=== Provided entries ===

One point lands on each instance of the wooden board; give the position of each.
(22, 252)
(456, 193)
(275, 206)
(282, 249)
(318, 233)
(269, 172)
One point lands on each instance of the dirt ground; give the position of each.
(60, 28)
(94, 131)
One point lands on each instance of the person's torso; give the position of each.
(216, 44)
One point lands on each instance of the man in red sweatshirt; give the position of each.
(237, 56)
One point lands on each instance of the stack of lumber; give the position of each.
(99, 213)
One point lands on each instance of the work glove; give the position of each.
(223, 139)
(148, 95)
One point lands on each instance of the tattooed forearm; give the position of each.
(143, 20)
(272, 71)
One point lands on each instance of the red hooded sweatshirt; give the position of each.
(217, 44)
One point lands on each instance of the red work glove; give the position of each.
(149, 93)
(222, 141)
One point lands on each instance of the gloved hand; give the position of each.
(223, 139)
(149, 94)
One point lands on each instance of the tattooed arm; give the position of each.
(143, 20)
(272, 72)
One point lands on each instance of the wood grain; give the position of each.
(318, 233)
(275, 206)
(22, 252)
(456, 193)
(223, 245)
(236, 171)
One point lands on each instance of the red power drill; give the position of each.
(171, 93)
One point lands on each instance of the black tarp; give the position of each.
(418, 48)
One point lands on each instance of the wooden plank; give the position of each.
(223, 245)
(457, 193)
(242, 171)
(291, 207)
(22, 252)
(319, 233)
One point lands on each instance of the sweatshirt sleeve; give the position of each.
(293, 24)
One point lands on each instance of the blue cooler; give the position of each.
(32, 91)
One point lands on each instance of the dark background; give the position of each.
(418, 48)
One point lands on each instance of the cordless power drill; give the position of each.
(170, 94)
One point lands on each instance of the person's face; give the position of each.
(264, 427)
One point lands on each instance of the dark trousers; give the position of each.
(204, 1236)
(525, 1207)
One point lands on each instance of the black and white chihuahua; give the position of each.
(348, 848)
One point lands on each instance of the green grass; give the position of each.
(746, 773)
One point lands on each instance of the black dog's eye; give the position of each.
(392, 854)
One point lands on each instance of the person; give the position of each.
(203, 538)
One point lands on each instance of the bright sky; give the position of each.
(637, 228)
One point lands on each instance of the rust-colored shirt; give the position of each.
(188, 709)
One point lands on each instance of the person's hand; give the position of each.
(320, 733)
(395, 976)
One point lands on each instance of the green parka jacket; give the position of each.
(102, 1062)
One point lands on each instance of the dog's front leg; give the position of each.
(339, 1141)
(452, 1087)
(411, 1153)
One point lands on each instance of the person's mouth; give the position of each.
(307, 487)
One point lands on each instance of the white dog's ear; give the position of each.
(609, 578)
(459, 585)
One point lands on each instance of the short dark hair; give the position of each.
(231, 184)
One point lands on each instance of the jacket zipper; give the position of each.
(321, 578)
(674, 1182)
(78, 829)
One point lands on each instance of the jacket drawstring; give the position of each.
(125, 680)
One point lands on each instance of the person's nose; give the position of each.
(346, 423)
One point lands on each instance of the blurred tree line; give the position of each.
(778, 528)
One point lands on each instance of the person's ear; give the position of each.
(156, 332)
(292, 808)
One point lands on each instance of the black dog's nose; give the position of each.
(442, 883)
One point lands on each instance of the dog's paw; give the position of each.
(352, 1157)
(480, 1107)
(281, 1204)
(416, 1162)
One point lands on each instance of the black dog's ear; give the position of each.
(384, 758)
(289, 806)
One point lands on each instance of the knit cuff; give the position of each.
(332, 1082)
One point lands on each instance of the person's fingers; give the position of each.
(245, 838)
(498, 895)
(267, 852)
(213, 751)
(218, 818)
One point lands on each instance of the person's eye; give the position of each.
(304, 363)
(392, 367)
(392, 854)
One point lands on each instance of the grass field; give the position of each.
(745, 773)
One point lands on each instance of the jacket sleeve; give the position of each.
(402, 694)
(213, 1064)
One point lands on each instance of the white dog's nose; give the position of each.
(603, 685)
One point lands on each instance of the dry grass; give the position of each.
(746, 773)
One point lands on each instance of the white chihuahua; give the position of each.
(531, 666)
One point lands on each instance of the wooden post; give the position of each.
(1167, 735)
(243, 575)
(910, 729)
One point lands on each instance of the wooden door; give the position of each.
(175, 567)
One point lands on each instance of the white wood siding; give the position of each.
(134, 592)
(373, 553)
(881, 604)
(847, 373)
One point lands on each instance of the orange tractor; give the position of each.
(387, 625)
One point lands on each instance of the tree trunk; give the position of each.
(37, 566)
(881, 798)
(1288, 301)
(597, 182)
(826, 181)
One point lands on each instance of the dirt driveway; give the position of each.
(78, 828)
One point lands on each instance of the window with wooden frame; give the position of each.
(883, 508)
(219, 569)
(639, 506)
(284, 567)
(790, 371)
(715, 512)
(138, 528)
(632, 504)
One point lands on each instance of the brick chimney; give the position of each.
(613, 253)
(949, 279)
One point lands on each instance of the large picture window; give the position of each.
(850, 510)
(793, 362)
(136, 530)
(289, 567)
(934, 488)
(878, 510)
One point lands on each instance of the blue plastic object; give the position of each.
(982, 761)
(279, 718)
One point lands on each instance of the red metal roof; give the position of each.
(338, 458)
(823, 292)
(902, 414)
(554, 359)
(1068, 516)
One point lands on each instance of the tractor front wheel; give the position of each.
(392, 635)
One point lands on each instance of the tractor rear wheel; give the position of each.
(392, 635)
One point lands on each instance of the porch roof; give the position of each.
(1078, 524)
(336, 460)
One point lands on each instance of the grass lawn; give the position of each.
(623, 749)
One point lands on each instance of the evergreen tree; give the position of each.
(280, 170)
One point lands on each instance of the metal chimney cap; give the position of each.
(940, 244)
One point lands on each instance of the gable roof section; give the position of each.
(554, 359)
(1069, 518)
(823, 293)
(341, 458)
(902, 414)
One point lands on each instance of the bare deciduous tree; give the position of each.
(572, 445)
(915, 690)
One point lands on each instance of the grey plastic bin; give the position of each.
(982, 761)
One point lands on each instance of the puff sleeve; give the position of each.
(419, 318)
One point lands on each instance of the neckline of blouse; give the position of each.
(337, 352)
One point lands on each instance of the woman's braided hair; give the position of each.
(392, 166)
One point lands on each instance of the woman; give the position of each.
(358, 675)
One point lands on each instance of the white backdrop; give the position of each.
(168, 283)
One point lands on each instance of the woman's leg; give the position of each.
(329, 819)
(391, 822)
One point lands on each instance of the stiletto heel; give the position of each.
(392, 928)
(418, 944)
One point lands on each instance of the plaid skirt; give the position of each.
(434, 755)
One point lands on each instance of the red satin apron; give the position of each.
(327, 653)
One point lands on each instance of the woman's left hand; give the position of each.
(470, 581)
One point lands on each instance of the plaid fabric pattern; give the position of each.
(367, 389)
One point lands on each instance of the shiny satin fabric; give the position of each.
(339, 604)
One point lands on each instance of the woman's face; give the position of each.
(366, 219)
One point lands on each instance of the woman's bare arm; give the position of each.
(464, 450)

===

__Directions__: Extract every record. Keep wording exact.

__The answer__:
One point lands on each instance of the wooden board; give the position of each.
(22, 252)
(456, 193)
(275, 206)
(282, 249)
(318, 233)
(269, 172)
One point lands on each instance of the dirt ground; give the position of each.
(60, 28)
(94, 131)
One point lands on each instance of the person's torso; give the position of each.
(216, 44)
One point lands on each instance of the man in red sweatshirt; give the position of each.
(237, 56)
One point lands on each instance of the stack of lumber; give the position of each.
(99, 213)
One point lands on each instance of the work glove; give the position of each.
(223, 139)
(148, 95)
One point lands on each instance of the tattooed forearm; give the position of each.
(143, 20)
(272, 71)
One point lands on each instance of the red hooded sweatshirt; give the position of each.
(217, 44)
One point lands on each instance of the red work glove; give the position of each.
(149, 93)
(222, 141)
One point lands on each instance of the gloved hand; give the position of each.
(223, 139)
(149, 94)
One point lands on each instance of the tattooed arm; give the position of each.
(143, 20)
(272, 72)
One point lands on each instance of the wood grain; give the position of each.
(318, 233)
(275, 206)
(22, 252)
(456, 193)
(223, 245)
(236, 171)
One point lands on each instance of the red power drill; give the position of each.
(171, 93)
One point lands on each instance of the black tarp; give the position of each.
(418, 48)
One point lands on each instance of the wooden plank; give the position of each.
(223, 245)
(457, 193)
(242, 171)
(291, 207)
(22, 252)
(319, 233)
One point lands on each instance of the sweatshirt sleeve; give the position of each.
(293, 24)
One point lands on each instance of the blue cooler; give the position of each.
(32, 91)
One point lands on each instance of the dark background; give the position of each.
(418, 48)
One point lands on each instance of the cordless power drill; give the position of each.
(170, 94)
One point lands on each instance of the person's face; give the position of each.
(264, 427)
One point lands on each instance of the dark trousers; give the position of each.
(204, 1236)
(525, 1207)
One point lands on each instance of the black and white chihuahua; give the position of each.
(348, 848)
One point lands on each instance of the green grass; give the position of each.
(746, 773)
One point lands on each instance of the black dog's eye; give the position of each.
(392, 854)
One point lands on each instance of the person; give the position of each.
(203, 538)
One point lands on each instance of the bright sky; give the position of each.
(637, 228)
One point lands on each instance of the rust-colored shirt; give the position of each.
(188, 709)
One point lands on each instance of the person's hand; give the position of each.
(320, 733)
(395, 976)
One point lands on each instance of the green parka jacket; give the position of each.
(102, 1062)
One point lands on each instance of the dog's front leg; give the position of each.
(339, 1141)
(452, 1087)
(411, 1153)
One point lands on each instance of the person's mouth; give the position of each.
(307, 487)
One point lands on each instance of the white dog's ear; give the position of each.
(609, 578)
(459, 585)
One point lands on each instance of the short dark hair; give the position of each.
(231, 184)
One point lands on each instance of the jacket zipper; give the position of each.
(321, 578)
(674, 1182)
(78, 829)
One point lands on each instance of the jacket drawstring; give the position of each.
(125, 680)
One point lands on each instance of the person's nose; give the position of each.
(346, 423)
One point lands on each instance of the blurred tree line; give the position of each.
(778, 528)
One point lands on each instance of the person's ear; give the position of each.
(156, 332)
(292, 808)
One point lands on each instance of the black dog's nose; give the position of each.
(442, 883)
One point lands on each instance of the dog's paw; give the position of each.
(352, 1157)
(480, 1107)
(281, 1204)
(416, 1162)
One point lands on each instance of the black dog's ear; give the position of each.
(384, 758)
(289, 806)
One point lands on each instance of the knit cuff; give the position of each.
(332, 1082)
One point lands on each instance of the person's fingers; give the position of each.
(245, 838)
(498, 895)
(267, 852)
(213, 751)
(218, 818)
One point lands on each instance of the person's eye; give the position of each.
(304, 363)
(392, 367)
(392, 854)
One point lands on each instance of the grass field; give the position of each.
(745, 773)
One point lands on each instance of the jacket sleeve; give the position of each.
(402, 694)
(213, 1064)
One point lands on each instance of the white dog's nose; give the position of each.
(603, 685)
One point lands on each instance of the dry grass; give the position of each.
(746, 773)
One point lands on each instance of the white chihuahua; give the position of each.
(531, 666)
One point lands on each instance of the wooden post; give the position of each.
(1167, 735)
(243, 575)
(910, 729)
One point lands on each instance of the wooden door; give the position of each.
(175, 567)
One point lands on each instance of the white wood siding; give the position of each.
(134, 592)
(373, 553)
(881, 604)
(847, 373)
One point lands on each instance of the orange tractor; give the position of each.
(387, 625)
One point lands on each instance of the tree trunk; give the position of each.
(37, 566)
(881, 798)
(1288, 301)
(597, 182)
(826, 181)
One point lands on each instance of the dirt driveway; give the position of each.
(78, 828)
One point lands on each instance of the window with wooden frame; give the position of each.
(883, 508)
(219, 569)
(639, 506)
(284, 567)
(790, 371)
(715, 512)
(138, 528)
(632, 504)
One point lands on each instance of the brick chimney; give the position of each.
(613, 253)
(949, 279)
One point lands on each instance of the large picture window; give the position of each.
(850, 510)
(793, 362)
(136, 530)
(289, 567)
(934, 488)
(878, 510)
One point lands on each instance of the blue plastic object; give the position of each.
(982, 761)
(279, 718)
One point lands on each instance of the red metal roof; give the position of each.
(338, 458)
(823, 292)
(902, 414)
(554, 359)
(1068, 516)
One point lands on each instance of the tractor front wheel; give the position of each.
(392, 635)
One point lands on each instance of the tractor rear wheel; give the position of each.
(392, 635)
One point lands on each instance of the porch roof; give the position of each.
(1078, 524)
(336, 460)
One point lands on each instance of the grass lawn; give the position of each.
(623, 749)
One point lands on each instance of the evergreen tree; give the position of each.
(280, 170)
One point lands on each instance of the metal chimney cap; give the position of each.
(940, 244)
One point lands on each instance of the gable roof section; give the position of each.
(554, 359)
(1069, 518)
(823, 293)
(341, 458)
(902, 414)
One point lands on each instance of the bare deciduous tree; give the position of each.
(572, 445)
(915, 690)
One point lands on each instance of the grey plastic bin; give the position of each.
(982, 761)
One point lands on each instance of the puff sleeve; give the position of each.
(419, 318)
One point lands on each instance of the neckline of blouse; give the position of each.
(337, 352)
One point lands on each instance of the woman's braided hair; give the position of each.
(392, 166)
One point lands on each instance of the woman; give the position of each.
(358, 675)
One point lands on each instance of the white backdrop; give the position of each.
(168, 283)
One point lands on each instance of the woman's leg; give the position of each.
(329, 819)
(391, 822)
One point lands on each instance of the stiletto heel; give the position of each.
(392, 928)
(418, 944)
One point lands on each instance of the plaid skirt; give the position of each.
(434, 755)
One point lands on each instance of the red satin apron; give the position of each.
(327, 653)
One point lands on each instance of the woman's left hand; give the position of each.
(470, 581)
One point lands on each instance of the plaid fabric pattern; give the position of each.
(367, 389)
One point lands on each instance of the shiny satin fabric; give the position of each.
(339, 604)
One point lands on each instance of the woman's face; give the position of each.
(366, 219)
One point lands on each instance of the woman's bare arm; give the position of each.
(464, 450)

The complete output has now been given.